Page extract =
*** Begin section ***
Am I a bad person for getting mad at my friends because they’re more successful and creative than me? I never feel like my creativity is enough compared to those around me. Should I try to live up to my own expectations of my friends or should I only set goals based on my expectations of me?

Hi, friend. The short answer? No, you’re not a bad person. Yes, you should only set goals based on your expectations of you. Byyyyyye.

Long answer? No, you’re not a bad person for getting mad at your successful and creative friends. You’re not a bad person for any feeling you’ve ever felt, because we can’t control our feelings. We can control the way we react to our feelings, we can work through our feelings, we can express our feelings, our feelings can change, but we cannot control them or stop them from flooding through our gorgeous and bangin’ bodies. Give yourself the space and permission to feel it all. I would guess that the anger you are feeling is arising from jealousy. Jealousy and anger are hard emotions to feel, and they are often not given much space. We are taught that they are completely negative, nothing good can come from them, that we shouldn’t name them and we should strive to rise above them. But I can think of a couple of good things anger and jealousy do. Anger can motivate us and jealousy can help us name what we want and create intentions and goals.
*** End section ***
Entries supplied =
*** Begin section ***
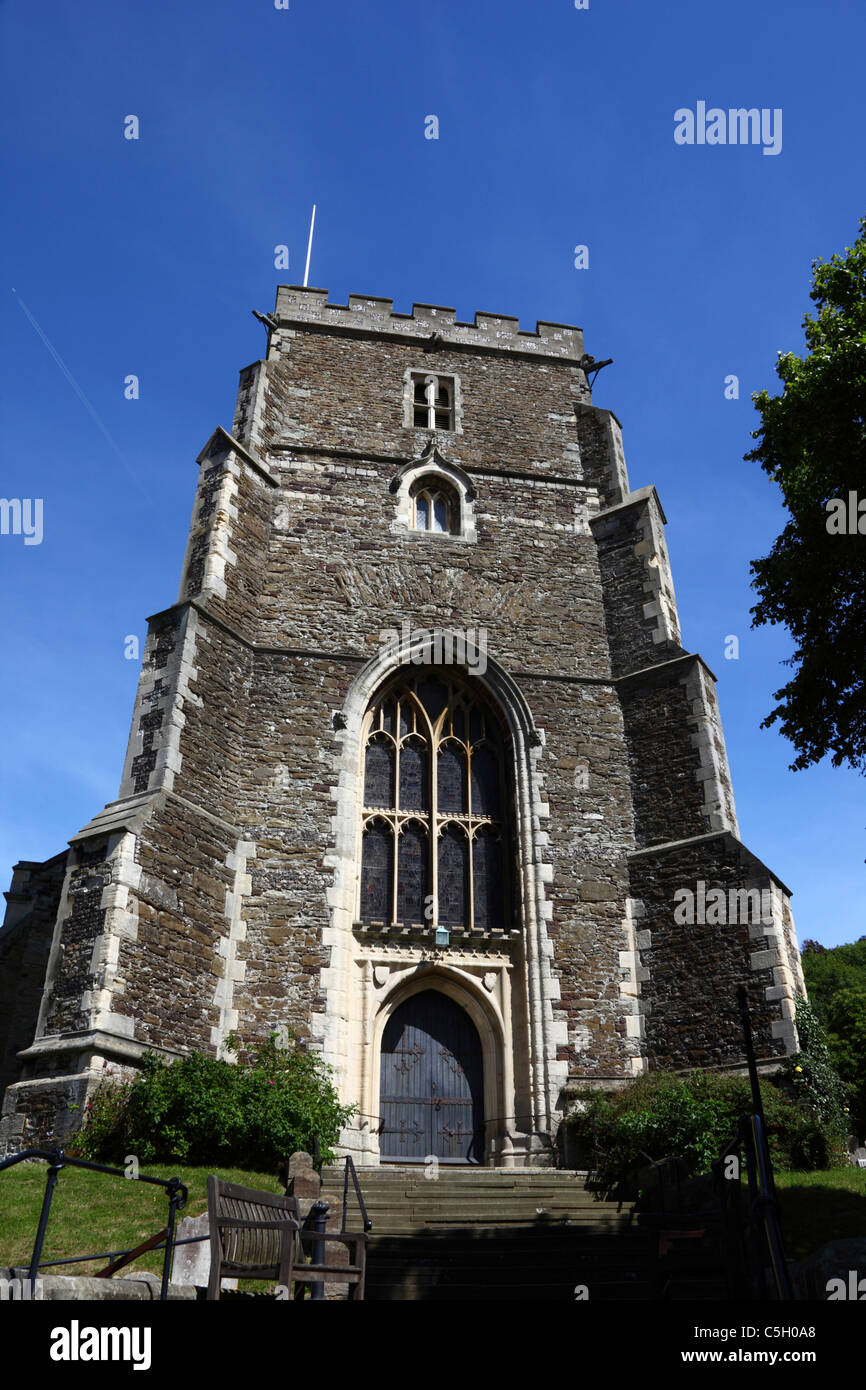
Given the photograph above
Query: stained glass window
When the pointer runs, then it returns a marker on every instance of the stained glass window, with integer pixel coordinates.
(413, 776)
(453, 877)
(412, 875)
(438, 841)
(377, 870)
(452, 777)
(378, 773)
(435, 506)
*** End section ***
*** Begin section ***
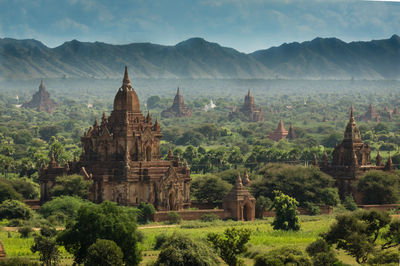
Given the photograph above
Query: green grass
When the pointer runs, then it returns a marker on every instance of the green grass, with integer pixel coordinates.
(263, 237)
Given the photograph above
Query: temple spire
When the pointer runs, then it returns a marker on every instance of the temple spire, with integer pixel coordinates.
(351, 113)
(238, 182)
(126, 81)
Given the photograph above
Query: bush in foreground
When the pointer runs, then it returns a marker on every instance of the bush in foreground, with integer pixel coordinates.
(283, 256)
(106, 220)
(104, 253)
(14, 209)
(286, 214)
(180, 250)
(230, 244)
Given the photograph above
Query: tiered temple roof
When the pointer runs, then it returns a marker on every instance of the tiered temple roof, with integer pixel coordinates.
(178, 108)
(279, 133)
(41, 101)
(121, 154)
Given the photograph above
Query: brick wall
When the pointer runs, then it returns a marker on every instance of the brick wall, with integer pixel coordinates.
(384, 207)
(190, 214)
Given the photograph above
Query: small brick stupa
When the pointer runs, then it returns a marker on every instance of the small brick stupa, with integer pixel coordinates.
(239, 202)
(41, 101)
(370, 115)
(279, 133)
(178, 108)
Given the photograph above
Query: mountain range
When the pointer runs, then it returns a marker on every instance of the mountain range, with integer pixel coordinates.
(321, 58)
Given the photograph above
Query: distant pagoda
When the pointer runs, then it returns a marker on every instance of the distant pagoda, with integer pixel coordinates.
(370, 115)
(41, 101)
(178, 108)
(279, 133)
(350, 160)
*** End section ***
*** Begin section ***
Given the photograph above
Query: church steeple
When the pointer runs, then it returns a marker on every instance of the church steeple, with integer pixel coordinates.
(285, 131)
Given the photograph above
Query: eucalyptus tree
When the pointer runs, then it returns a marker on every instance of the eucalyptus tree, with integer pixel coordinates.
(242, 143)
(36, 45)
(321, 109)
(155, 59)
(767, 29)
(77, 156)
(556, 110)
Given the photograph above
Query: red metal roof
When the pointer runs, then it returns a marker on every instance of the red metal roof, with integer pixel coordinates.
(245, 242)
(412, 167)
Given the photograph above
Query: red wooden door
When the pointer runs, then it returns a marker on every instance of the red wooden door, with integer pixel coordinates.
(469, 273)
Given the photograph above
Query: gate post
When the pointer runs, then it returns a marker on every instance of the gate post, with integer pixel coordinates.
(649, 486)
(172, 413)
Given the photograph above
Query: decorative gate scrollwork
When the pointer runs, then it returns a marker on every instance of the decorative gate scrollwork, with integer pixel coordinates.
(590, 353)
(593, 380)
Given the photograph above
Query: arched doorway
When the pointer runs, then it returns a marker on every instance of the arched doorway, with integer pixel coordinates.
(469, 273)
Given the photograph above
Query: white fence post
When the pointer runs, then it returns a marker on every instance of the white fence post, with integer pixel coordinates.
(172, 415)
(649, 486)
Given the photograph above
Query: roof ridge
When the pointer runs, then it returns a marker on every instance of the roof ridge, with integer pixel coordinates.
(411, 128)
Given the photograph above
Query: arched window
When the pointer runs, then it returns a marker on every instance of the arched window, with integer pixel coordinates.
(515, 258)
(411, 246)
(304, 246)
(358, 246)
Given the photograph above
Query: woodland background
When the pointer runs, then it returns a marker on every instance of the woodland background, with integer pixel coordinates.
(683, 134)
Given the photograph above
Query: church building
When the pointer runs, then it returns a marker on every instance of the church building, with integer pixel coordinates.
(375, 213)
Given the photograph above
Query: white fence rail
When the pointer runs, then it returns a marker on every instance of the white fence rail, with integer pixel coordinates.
*** End section ***
Your assignment = Return the advice text about anger and jealousy toward friends word for word, in full. The lines above play no part in this work.

Exercise solution =
Am I a bad person for getting mad at my friends because they’re more successful and creative than me? I never feel like my creativity is enough compared to those around me. Should I try to live up to my own expectations of my friends or should I only set goals based on my expectations of me?

Hi, friend. The short answer? No, you’re not a bad person. Yes, you should only set goals based on your expectations of you. Byyyyyye.

Long answer? No, you’re not a bad person for getting mad at your successful and creative friends. You’re not a bad person for any feeling you’ve ever felt, because we can’t control our feelings. We can control the way we react to our feelings, we can work through our feelings, we can express our feelings, our feelings can change, but we cannot control them or stop them from flooding through our gorgeous and bangin’ bodies. Give yourself the space and permission to feel it all. I would guess that the anger you are feeling is arising from jealousy. Jealousy and anger are hard emotions to feel, and they are often not given much space. We are taught that they are completely negative, nothing good can come from them, that we shouldn’t name them and we should strive to rise above them. But I can think of a couple of good things anger and jealousy do. Anger can motivate us and jealousy can help us name what we want and create intentions and goals.